▶ [Provided information]:
=-=-=-=-=

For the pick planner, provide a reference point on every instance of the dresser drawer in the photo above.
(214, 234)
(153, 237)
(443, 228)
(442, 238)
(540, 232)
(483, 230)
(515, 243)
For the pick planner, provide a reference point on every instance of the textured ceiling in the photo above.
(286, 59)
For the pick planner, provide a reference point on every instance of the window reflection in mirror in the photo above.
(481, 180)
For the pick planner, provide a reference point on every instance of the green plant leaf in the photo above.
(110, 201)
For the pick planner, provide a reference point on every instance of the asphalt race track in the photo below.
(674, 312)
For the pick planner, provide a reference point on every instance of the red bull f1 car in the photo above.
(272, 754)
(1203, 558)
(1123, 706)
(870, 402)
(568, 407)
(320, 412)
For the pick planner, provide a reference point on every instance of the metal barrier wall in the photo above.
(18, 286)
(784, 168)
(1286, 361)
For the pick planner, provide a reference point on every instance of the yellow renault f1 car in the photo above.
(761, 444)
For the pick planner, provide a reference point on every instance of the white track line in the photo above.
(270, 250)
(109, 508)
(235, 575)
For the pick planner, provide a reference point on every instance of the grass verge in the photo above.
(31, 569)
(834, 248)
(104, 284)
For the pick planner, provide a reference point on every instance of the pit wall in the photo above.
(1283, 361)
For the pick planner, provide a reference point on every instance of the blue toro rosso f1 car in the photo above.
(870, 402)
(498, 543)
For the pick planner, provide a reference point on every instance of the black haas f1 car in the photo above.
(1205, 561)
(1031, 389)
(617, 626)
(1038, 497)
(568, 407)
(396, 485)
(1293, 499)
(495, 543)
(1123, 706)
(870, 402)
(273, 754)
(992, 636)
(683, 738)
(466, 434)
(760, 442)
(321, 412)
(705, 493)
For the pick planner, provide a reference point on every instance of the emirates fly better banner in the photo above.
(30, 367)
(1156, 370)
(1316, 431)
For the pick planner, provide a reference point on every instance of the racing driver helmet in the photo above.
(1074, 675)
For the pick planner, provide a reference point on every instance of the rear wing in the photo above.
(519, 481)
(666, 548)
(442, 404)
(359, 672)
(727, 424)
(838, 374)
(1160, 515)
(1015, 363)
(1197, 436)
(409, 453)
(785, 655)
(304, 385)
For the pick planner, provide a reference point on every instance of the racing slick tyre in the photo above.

=-=-=-=-=

▶ [Stated goal]:
Reproduce the listing above verbatim, from its first line through its last.

▶ [Result]:
For the pick planner, provide a reference point on every instance of the dresser drawer in the photo above.
(214, 234)
(153, 237)
(443, 228)
(442, 238)
(540, 232)
(483, 230)
(515, 243)
For the pick planner, provide a reference point on every instance of the textured ceiling in the photo above.
(286, 59)
For the pick planner, provide a reference point on every instance of the window reflection in mirror in the photo above.
(481, 180)
For the pick planner, provide a reference point on every instance of the green plant leaf in the photo above.
(110, 201)
For the pick planner, provide a reference point on every instance of the asphalt race track in the photo below.
(674, 312)
For the pick planner, provide a reference point on every instance of the red bull f1 car in the photo above.
(272, 754)
(1203, 558)
(1123, 706)
(870, 402)
(568, 407)
(320, 412)
For the pick planner, provide a reference point on every instance of the metal barrier wall in the photo above.
(18, 286)
(784, 168)
(1286, 361)
For the pick planner, provide a reference point on every instance of the yellow renault f1 car in the photo above.
(761, 444)
For the pick planner, provide a reference point on every instance of the white track line in the photo above.
(270, 250)
(109, 508)
(235, 575)
For the pick planner, provide a reference point on every instance of the grass verge in the photo above.
(31, 569)
(834, 248)
(104, 284)
For the pick planner, provide a reference point on every instance of the pit wall in the photo above.
(1283, 361)
For the pick planner, provide a reference point on every instance of the blue toro rosso f1 car in the photo above.
(870, 402)
(498, 543)
For the pick planner, provide a reference point on every instance of the black haas f1 car in the photo above.
(1205, 561)
(1031, 389)
(617, 626)
(1038, 497)
(568, 407)
(396, 485)
(1293, 499)
(495, 543)
(1123, 706)
(870, 402)
(273, 754)
(992, 636)
(683, 738)
(466, 434)
(760, 442)
(321, 412)
(705, 493)
For the pick planner, provide a reference point on every instance of the emirates fly better banner in the photo above.
(30, 367)
(1156, 370)
(1316, 431)
For the pick planner, provide a reference point on every instance of the racing driver helmet in the photo above.
(1074, 675)
For the pick planner, provide a reference point on every instance of the rear wing in the photo above.
(519, 481)
(666, 548)
(442, 404)
(359, 672)
(727, 424)
(838, 374)
(1160, 515)
(1015, 363)
(1197, 436)
(409, 453)
(785, 655)
(304, 385)
For the pick planner, provide a reference point on every instance of the racing slick tyre in the photo above.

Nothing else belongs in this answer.